-- start Entries shown --
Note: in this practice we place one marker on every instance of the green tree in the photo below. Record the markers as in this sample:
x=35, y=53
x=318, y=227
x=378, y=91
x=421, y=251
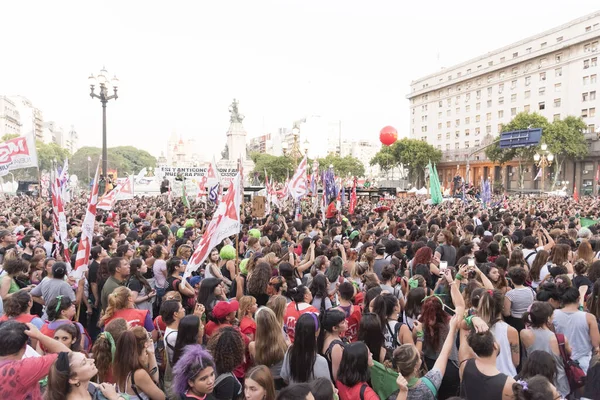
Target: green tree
x=524, y=155
x=565, y=139
x=277, y=168
x=415, y=154
x=125, y=159
x=385, y=159
x=343, y=166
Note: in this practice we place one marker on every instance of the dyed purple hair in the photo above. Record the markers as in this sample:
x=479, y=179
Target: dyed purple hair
x=193, y=360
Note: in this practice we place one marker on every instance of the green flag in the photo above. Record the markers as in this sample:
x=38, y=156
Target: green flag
x=184, y=199
x=434, y=185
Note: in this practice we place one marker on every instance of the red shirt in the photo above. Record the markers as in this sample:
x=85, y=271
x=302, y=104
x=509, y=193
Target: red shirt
x=24, y=377
x=353, y=393
x=291, y=316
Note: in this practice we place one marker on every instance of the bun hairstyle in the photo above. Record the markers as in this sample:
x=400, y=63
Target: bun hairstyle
x=538, y=314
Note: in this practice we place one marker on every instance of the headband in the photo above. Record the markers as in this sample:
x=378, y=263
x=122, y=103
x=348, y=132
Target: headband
x=316, y=320
x=111, y=340
x=59, y=298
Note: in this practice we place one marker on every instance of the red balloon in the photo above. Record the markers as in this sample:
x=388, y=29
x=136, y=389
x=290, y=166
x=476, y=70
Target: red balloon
x=388, y=135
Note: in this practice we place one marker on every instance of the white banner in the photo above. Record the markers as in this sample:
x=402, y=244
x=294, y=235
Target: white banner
x=17, y=153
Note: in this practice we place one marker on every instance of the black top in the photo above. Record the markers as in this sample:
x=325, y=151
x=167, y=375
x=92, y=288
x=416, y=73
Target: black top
x=474, y=383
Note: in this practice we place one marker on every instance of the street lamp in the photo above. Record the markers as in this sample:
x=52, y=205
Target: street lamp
x=103, y=81
x=543, y=159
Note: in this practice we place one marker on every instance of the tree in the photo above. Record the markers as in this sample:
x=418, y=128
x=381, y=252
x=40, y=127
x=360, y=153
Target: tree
x=415, y=154
x=524, y=155
x=277, y=168
x=125, y=159
x=343, y=166
x=385, y=159
x=566, y=140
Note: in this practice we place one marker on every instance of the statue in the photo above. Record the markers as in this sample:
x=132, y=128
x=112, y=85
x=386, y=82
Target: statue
x=235, y=114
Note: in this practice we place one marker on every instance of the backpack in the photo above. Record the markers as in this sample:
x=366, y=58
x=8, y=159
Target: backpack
x=574, y=373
-- end Entries shown --
**Set task**
Retype the lines above word for word, leaving out the picture.

**Written answer**
Note: in this practice we place one marker on every instance of the green tree in the photo below. Record the markers as in this sample:
x=35, y=53
x=318, y=227
x=378, y=91
x=421, y=251
Target: green tree
x=524, y=155
x=565, y=139
x=277, y=168
x=415, y=154
x=125, y=159
x=385, y=159
x=343, y=166
Note: in this practice we place one marker on every instance of the dyed purple hair in the photo above. Record the markers as in this sample:
x=479, y=179
Target: dyed purple hair
x=193, y=360
Note: in this practice we place one marker on every instance of the green flag in the photo above. Record the markers as in this sample:
x=38, y=156
Target: green flag
x=184, y=199
x=434, y=185
Note: in this practice we place one marker on every instance of the red shirt in the photo above. Record the markers as in this sample:
x=85, y=271
x=302, y=104
x=509, y=193
Target: red shirt
x=24, y=377
x=353, y=393
x=291, y=316
Note: in this practice we place one marker on every instance of the bun hairstyle in the photo above. Record the markers as in this sample:
x=400, y=63
Target: bun hairstyle
x=538, y=314
Note: in this practice we place one marker on every instance of the headband in the photo above. Record the markers as in this sample:
x=378, y=263
x=122, y=103
x=348, y=132
Target: headband
x=316, y=320
x=111, y=340
x=59, y=298
Note: in this practice we place one marker on every instance of the red balloon in the photo above. Record the markers as in this sample:
x=388, y=29
x=136, y=389
x=290, y=166
x=476, y=70
Target: red balloon
x=388, y=135
Note: in this practice we place one marker on every instance of the white banner in the photo above. Record the markers as in this sample:
x=402, y=244
x=294, y=235
Target: white banner
x=17, y=153
Note: in this practice we place one marker on every instance of the black top in the photo above. Record the markers as in this sample:
x=325, y=151
x=167, y=375
x=92, y=288
x=416, y=73
Target: black top
x=474, y=383
Note: in this practice we place one marker on every instance of the street lamp in the photo above. Record the markers as in this sample:
x=52, y=205
Target: street lamp
x=103, y=81
x=543, y=159
Note: in this practice we place one marker on every instance of the tree in the photo above. Record the markers as in this sample:
x=418, y=128
x=381, y=252
x=40, y=127
x=360, y=153
Target: tree
x=415, y=154
x=524, y=155
x=277, y=168
x=125, y=159
x=343, y=166
x=385, y=159
x=566, y=140
Note: in this practice we place one marker on every instance of the statue in the photo above. Record the markers as in this sample:
x=132, y=128
x=112, y=85
x=386, y=82
Target: statue
x=235, y=114
Note: in this practice we place one marker on every instance of the backpack in the photo above. Record the markers as in this sample:
x=366, y=58
x=8, y=159
Target: backpack
x=574, y=373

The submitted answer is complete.